* [Your instructions]: In the part of the material that opens with the line containing "Mark every instance of the player's bare" and closes with the line containing "x=563, y=592", rename "bare leg" to "exposed leg". Return only those lines, with every other word unchanged.

* [Supplied data]:
+-------+

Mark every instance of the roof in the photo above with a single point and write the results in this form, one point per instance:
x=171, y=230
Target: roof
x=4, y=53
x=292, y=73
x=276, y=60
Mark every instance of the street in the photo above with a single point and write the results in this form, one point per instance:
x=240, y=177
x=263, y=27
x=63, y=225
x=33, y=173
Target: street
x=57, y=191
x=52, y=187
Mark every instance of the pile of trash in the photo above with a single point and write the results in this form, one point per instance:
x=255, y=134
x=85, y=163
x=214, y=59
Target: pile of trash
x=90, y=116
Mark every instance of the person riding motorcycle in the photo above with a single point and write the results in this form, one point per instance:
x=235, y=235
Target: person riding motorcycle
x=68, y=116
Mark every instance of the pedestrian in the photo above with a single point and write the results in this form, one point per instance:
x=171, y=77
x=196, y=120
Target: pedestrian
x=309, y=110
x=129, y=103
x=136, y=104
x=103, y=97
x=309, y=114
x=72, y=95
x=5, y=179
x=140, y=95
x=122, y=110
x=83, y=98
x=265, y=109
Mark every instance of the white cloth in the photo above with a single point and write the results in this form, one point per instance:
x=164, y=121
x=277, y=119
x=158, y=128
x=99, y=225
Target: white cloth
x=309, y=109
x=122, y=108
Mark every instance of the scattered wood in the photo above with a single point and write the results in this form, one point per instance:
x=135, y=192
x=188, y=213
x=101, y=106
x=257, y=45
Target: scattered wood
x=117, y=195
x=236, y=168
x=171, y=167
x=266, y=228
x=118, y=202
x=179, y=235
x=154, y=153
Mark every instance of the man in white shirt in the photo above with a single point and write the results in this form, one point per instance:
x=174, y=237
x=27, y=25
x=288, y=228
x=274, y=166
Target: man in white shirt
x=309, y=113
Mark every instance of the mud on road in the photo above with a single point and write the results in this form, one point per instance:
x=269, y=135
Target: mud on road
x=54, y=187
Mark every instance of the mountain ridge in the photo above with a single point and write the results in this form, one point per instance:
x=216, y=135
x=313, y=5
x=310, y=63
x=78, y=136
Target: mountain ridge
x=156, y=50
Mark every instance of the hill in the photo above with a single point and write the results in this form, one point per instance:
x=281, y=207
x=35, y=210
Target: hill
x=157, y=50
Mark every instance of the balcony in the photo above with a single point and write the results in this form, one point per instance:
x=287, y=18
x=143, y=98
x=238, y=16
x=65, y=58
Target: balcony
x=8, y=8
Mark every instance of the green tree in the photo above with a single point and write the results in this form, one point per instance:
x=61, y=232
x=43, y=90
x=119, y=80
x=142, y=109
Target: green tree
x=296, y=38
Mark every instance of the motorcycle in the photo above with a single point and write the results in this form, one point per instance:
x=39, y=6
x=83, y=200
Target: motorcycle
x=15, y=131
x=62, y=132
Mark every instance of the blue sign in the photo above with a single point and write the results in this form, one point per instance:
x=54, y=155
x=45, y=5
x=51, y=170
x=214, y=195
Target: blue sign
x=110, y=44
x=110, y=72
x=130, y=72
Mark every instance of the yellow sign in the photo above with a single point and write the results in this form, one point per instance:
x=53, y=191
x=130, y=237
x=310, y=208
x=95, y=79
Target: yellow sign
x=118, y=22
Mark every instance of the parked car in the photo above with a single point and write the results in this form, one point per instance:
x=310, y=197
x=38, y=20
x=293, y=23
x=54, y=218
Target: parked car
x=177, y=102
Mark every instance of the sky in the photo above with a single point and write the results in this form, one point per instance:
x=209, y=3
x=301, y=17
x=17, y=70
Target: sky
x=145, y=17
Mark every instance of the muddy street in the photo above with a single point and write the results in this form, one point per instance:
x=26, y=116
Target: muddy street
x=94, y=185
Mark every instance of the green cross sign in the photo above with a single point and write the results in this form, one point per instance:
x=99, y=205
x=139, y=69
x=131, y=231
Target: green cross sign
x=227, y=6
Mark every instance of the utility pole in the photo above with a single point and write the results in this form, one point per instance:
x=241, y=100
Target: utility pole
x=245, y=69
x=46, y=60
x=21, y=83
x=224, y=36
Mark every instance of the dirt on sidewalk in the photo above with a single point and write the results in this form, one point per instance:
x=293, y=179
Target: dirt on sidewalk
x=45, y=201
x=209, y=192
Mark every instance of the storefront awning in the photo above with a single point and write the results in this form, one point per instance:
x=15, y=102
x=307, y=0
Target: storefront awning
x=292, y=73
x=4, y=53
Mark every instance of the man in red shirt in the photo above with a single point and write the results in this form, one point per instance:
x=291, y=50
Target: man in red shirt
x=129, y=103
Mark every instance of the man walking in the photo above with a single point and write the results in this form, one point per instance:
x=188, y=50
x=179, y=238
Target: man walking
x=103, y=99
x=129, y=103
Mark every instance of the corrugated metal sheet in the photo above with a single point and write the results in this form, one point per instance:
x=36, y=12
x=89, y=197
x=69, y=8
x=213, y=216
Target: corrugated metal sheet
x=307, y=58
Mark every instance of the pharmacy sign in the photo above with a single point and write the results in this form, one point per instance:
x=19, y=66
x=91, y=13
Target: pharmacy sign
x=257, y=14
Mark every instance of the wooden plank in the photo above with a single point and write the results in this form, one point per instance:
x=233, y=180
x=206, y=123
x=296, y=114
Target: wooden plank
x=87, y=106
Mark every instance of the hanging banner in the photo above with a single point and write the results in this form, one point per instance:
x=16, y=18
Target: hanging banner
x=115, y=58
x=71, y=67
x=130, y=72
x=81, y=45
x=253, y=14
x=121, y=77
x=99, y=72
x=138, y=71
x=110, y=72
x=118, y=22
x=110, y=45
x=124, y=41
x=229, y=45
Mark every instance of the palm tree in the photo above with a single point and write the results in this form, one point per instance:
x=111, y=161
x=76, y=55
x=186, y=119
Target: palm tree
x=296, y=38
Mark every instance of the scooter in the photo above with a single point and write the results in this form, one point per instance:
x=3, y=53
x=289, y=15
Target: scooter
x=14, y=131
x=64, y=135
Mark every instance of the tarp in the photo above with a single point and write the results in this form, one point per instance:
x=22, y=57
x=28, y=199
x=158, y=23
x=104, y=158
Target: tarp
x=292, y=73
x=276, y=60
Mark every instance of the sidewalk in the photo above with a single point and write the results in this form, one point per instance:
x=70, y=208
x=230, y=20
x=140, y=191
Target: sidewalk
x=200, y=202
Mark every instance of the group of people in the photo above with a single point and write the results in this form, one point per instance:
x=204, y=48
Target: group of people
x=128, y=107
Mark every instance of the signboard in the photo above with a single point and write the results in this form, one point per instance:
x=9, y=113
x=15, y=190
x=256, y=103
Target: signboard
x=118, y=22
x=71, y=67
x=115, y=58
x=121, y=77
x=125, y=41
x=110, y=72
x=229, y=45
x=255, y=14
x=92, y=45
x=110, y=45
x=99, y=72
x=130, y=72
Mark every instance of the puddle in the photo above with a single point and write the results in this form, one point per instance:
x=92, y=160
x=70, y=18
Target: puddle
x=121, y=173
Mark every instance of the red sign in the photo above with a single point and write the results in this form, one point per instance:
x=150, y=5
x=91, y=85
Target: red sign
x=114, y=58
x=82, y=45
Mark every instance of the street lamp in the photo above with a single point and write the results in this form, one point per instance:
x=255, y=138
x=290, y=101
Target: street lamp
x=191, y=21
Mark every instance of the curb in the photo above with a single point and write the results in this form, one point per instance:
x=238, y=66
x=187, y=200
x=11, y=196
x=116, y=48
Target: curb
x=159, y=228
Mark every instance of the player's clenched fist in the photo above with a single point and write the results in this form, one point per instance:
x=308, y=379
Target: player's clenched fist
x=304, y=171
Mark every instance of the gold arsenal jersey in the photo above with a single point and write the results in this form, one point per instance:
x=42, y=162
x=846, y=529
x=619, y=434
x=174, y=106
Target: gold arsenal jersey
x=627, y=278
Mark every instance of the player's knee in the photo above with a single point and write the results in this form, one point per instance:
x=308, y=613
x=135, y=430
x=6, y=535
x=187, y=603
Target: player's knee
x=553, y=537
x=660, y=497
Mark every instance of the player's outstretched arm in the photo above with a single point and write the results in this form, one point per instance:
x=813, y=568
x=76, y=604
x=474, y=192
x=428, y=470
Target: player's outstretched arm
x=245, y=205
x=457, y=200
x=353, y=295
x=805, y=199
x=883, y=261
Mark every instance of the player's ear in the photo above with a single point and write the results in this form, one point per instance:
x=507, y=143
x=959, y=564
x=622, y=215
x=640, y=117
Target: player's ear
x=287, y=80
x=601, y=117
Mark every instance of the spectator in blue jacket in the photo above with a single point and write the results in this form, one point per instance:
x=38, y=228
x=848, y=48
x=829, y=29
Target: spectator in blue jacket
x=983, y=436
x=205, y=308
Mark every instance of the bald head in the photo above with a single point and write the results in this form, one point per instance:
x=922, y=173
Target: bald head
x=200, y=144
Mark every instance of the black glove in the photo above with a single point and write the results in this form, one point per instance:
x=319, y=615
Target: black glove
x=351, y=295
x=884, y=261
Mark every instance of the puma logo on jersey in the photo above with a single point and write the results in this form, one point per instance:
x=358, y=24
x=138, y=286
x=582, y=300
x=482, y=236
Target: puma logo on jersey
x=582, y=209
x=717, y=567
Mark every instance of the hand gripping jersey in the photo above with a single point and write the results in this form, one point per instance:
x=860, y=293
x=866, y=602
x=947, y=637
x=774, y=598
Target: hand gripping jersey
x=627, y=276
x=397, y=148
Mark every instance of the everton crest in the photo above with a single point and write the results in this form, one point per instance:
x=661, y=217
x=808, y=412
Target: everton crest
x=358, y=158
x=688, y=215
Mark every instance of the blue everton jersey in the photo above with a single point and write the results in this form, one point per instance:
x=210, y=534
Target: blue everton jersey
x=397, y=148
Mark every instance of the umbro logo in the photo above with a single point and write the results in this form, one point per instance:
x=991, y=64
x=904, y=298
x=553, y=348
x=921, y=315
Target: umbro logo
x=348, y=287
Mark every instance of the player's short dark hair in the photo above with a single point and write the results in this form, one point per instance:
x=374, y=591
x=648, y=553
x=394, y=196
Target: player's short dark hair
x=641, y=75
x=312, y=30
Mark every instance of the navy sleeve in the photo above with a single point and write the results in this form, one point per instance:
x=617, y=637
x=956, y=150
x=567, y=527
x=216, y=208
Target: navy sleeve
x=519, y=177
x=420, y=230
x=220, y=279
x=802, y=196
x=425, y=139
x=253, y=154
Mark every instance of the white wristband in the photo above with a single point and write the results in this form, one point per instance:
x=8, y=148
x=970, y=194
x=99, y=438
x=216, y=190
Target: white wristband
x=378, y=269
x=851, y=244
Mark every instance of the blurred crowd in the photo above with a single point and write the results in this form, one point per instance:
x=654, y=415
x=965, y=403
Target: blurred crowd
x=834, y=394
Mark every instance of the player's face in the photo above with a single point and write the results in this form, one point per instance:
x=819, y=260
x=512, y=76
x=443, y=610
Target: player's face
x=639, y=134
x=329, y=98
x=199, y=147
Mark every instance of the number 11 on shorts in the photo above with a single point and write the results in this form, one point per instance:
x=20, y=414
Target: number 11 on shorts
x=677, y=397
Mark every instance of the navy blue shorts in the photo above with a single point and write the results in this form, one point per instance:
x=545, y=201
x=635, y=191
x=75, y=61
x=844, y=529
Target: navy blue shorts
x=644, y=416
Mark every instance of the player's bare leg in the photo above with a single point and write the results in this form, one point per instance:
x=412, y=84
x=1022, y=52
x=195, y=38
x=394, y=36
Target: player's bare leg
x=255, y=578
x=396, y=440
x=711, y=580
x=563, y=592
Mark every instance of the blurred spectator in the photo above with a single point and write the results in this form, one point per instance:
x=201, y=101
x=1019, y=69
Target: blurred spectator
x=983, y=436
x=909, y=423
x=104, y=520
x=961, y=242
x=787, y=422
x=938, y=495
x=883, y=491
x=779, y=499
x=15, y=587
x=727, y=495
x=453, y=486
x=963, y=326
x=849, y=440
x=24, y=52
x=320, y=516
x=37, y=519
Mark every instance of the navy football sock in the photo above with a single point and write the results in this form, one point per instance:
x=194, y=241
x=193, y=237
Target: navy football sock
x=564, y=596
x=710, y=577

+-------+

* [Answer to this task]:
Mark every instance of the player's exposed leg in the photo above with a single point and write the results in this form, one point per instance:
x=412, y=84
x=1022, y=52
x=195, y=38
x=394, y=36
Target: player's exposed leg
x=255, y=578
x=396, y=440
x=711, y=580
x=563, y=592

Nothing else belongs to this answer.